Extend the post below comparing the train systems of Singapore and Melbourne, starting right after its last sentence.

**Selection**:
== == ==
Originally from Singapore and taking train everyday, I find it inevitable to compare the train systems between Singapore and Melbourne. I decide to do some web-based research and tabulations. When you read this post, I will like to remind you the differences between Melbourne and Singapore. Both Melbourne and Singapore are cities but Singapore is also a country. Unlike Melbourne, Singapore does not need to compete for federal funding to carry out major projects. Melbourne is a geographically large city with a much lower population density than Singapore, which means that it requires much longer rail tracks and a larger number of train stations to support a more thinly-spreadout population. In highly-urbanized Singapore, there is always a large number of commuters using any train station at any time. This is not the case in Melbourne. Lastly, it is much easier for the Singapore Government to implement any large-scale project or policy, even if it is not popular. Singaporeans are much less vocal than Australians. There are many interest groups in Australia, that will not hesitate to object and hamper any project that is not in their favour. It may be quite challenging to obtain consensus and in the end, either too much is compromised or nothing moves.
== == ==
**Dataset excerpts**:
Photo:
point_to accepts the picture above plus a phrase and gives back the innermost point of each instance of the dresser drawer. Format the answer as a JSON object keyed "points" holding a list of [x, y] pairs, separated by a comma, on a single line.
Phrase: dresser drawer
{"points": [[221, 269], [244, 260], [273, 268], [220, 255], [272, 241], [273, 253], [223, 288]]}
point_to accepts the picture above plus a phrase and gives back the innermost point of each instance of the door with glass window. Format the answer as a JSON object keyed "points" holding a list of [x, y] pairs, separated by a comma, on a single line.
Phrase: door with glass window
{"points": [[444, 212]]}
== == ==
**Written answer**:
Table 1: Comparison between Melbourne and Singapore Train Network
Data obtained from Wikipedia (Melbourne, Singapore)

  Melbourne Singapore
First rail line operated in 1854 1987
Model Commuter Rail Rapid Transit
Train Operator(s) Metro Trains Melbourne SMRT & SBS Transit
Annual Passenger Trips 213.9 million (2008-2009) 712.48 million (2009)
Operating Hours 5am-midnight 5.30-1 am
Train Frequencies 9-40 min (Ref 1) 3-8 min
Current No. of Lines 16 4 MRT (Mass Rapid Transit) Lines
& 3 LRT (Light Rail Transit) Lines
Length of Electrified Lines 372 km 129.7 km MRT & 28.8 km LRT
278 km by 2020 (Ref 2)
No. of Train Stations 200 108
Last Completed Line Glen Waverley Line
in 1930 (Ref 3
Circle Line
Stage 3 opened on 28/5/09.
Stage 1 & 2 opened on 17/4/2010.
Stage 4 & 5 scheduled to open in 2011
Planned Lines Regional Rail Link
Melbourne Metro
(Both have unknown status)
Downtown Line (under construction)
Thomson Line (To complete in 2018)
Eastern Region Line (To open
in 2020)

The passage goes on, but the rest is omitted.